### WHAT IS ASKED
Render all of the lines below as a JSON list of strings, one string per line, omitting any blank lines and leaving the pictures out.

### TASK INPUT
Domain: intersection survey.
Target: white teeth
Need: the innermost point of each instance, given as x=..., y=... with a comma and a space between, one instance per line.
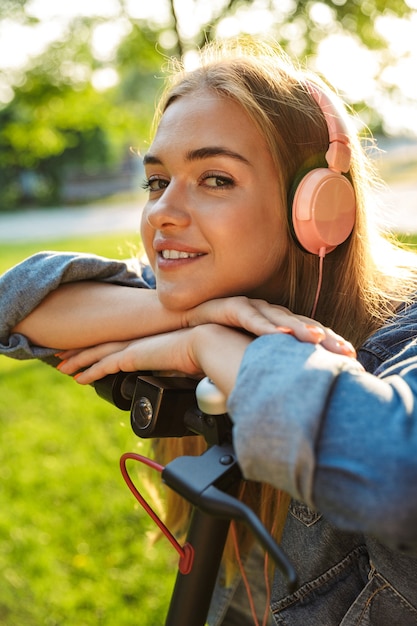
x=177, y=254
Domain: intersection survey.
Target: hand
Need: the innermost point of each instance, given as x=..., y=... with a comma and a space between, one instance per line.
x=260, y=318
x=168, y=351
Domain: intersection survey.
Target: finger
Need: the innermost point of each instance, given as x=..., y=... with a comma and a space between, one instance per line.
x=85, y=358
x=108, y=365
x=335, y=343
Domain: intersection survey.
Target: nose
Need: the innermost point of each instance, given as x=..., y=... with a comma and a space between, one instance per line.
x=169, y=210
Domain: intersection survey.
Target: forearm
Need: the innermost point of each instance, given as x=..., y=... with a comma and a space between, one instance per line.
x=82, y=314
x=219, y=351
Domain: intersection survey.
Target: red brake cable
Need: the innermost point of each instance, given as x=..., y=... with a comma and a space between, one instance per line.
x=185, y=552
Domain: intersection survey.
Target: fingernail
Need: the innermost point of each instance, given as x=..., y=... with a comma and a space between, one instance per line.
x=284, y=329
x=346, y=348
x=317, y=333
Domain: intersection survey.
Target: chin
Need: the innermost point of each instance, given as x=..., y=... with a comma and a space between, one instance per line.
x=175, y=301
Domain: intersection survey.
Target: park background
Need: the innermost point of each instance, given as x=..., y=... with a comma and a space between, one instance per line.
x=78, y=84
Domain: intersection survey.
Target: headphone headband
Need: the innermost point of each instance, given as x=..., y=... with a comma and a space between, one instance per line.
x=323, y=209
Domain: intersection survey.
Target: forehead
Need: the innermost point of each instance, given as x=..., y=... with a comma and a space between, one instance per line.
x=204, y=119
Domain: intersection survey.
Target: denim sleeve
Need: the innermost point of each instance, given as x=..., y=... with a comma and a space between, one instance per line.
x=24, y=286
x=342, y=440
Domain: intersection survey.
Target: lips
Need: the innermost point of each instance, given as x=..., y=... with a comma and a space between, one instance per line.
x=179, y=254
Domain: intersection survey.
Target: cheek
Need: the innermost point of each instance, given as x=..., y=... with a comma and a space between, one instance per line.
x=146, y=233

### SOLUTION FOR THIS PROBLEM
[
  "Domain: intersection survey.",
  "Target: white teeth",
  "Need: the innermost point of each instance, given as x=..., y=... with a comma and a space between, one instance per line.",
  "x=177, y=254",
  "Domain: intersection survey.",
  "Target: hand",
  "Need: the innermost point of each instance, given as x=..., y=... with a comma and a space between, one instance per line.",
  "x=260, y=318",
  "x=168, y=351",
  "Domain: intersection survey.",
  "Target: finger",
  "Need: the innermost point of each instance, given as x=..., y=... with a comma and a space between, one instance per line.",
  "x=85, y=358",
  "x=108, y=365",
  "x=335, y=343",
  "Domain: intersection survey.",
  "Target: nose",
  "Need: the innermost point of each instance, given as x=..., y=... with a comma and a space between, one instance per line.",
  "x=169, y=210",
  "Domain: intersection survey.",
  "Target: forearm",
  "Need: the innermost point of each instance, given as x=..., y=... with a comma and a space between, one instance per line.",
  "x=82, y=314",
  "x=219, y=351",
  "Domain: intersection survey.",
  "Target: red brake cable",
  "Need: the innermost point of each instance, given as x=..., y=... with a comma and a space between, one instance per line.",
  "x=185, y=552",
  "Domain: intersection survey.",
  "Target: fingernail",
  "Need: the innermost point of each instance, given as x=..., y=... with a comma and a space between, one instance per line.",
  "x=284, y=329",
  "x=346, y=348",
  "x=317, y=333",
  "Domain: intersection survey.",
  "Target: chin",
  "Need: the innermost point of each instance, given as x=..., y=... with a comma and a space between, one instance per line.",
  "x=175, y=301",
  "Domain: intersection survey.",
  "Target: park background",
  "Need: the innermost point of each instance, given as x=..., y=... with a comma and a space between, one instance per line.",
  "x=78, y=84",
  "Domain: intersection survey.",
  "Target: headphone headband",
  "Need: the innermost point of each instance, given as x=..., y=... with a comma and a space between, one instance per line.",
  "x=323, y=209",
  "Domain: intersection survey.",
  "Target: forehead",
  "Need: the innermost point of each instance, given as x=..., y=... with a comma and a space between, one instance per line.",
  "x=204, y=119",
  "Domain: intersection survey.",
  "Target: denim sleeve",
  "Need: the innermost point of each instance, given as x=..., y=... with a comma and a space between, one instance per line.",
  "x=24, y=286",
  "x=342, y=440",
  "Domain: intersection survey.",
  "Target: lips",
  "Need: the innermost point of each instance, given as x=..., y=... with a comma and a space between, one instance per line.",
  "x=179, y=254",
  "Domain: intersection survey.",
  "Target: cheek",
  "Need: the innermost point of each instance, given as x=..., y=... with a comma and a space between, one instance per line.",
  "x=146, y=233"
]